• [DOCUMENT PASSAGE]:
□ □ □

I say to naysayers who claim the hydrangeas on Wisteria Lane have lost their pungent fragrance: think again. In my opinion, at six seasons in, the show is better than ever.
— Tanner Stransky, Entertainment Weekly

The episode received critical acclaim. Tanner Stransky of Entertainment Weekly praised the Julie storyline and expressed sympathy for the Katherine character. Additionally, while he enjoyed the introduction of the Bolen family, he commented that "it's not even worth speculating [about the Bolens] because the family honestly didn't reveal anything much about themselves." He also noted the realness of the Lynette story and the comedic relief provided by the Gabrielle and Bree stories. Isabelle Carreau of TV Squad also gave the episode a positive review, expressing interest in Katherine's storyline now that Mike has married Susan. She declared, "Karl and Bree are now my favorite couple on Wisteria Lane. They are twisted, flawed and complex characters," calling the pair reminiscent of Bree and Orson when the first started dating. She also credited the introduction of the Ana character for making the Gabrielle story "really fun to watch" and complimented Beau Mirchoff's portrayal of the "extremely weird" Danny Bolen character, speculating that he strangled Julie.

□ □ □

• [DATASET CONTENT]:
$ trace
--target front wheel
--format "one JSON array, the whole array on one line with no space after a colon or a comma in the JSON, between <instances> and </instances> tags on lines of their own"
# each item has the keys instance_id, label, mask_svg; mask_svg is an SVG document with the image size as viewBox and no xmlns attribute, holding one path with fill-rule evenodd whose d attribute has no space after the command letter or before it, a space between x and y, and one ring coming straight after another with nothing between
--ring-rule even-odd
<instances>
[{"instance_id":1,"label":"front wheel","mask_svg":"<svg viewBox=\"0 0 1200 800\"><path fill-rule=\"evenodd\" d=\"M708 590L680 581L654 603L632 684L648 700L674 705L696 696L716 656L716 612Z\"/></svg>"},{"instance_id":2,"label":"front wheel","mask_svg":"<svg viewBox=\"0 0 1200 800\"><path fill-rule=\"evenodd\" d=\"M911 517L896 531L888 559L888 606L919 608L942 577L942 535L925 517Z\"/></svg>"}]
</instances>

□ □ □

• [EXERCISE TASKS]:
a – Answer these questions about the passage on the episode's critical reception.
(i) According to Tanner Stransky's opening quote, how many seasons in is the show?
(ii) For which outlet did Isabelle Carreau review the episode?
(iii) Which actor did Carreau praise, and for which character?
b – Pick up the passage on the episode's critical reception after its last sentence and continue writing it.

• [EXERCISE RESULTS]:
a –
(i) Six seasons.
(ii) TV Squad.
(iii) Beau Mirchoff, for his portrayal of Danny Bolen.

b –
USA Todays Robert Bianco awarded the season premiere three out of four stars, opining that the episode "starts with a bang, ends with a cliffhanger jolt, and offers a good story for each of the wives in between while dropping a possibly worthy new addition in their midst." He predicted that viewers would be satisfied with the revelation of the mystery bride's identity and commented: "There's humor and poignancy in all the stories and good work all around." Bianco praised Felicity Huffman's "strong and varied" acting skills, complimented Eva Longoria's comedic talents, and declared Richard Burgi's performance as his best in the entire series. He concluded that while the show has declined in quality since its first season, "it remains a very good TV series" and noted that "there's also the potential for a season that returns this already-solid show to top form." TV Guide writer Mickey O'Connor was negative in his review. He criticized the Lynette story as being "an awful development" and said the chemistry between actress de Matteo and her costars "a little off." However, he was more receptive of Katherine's reaction to losing Mike, saying "what could have played out as a typical weepy, hos-before-bros make-up session has been elevated to something much richer."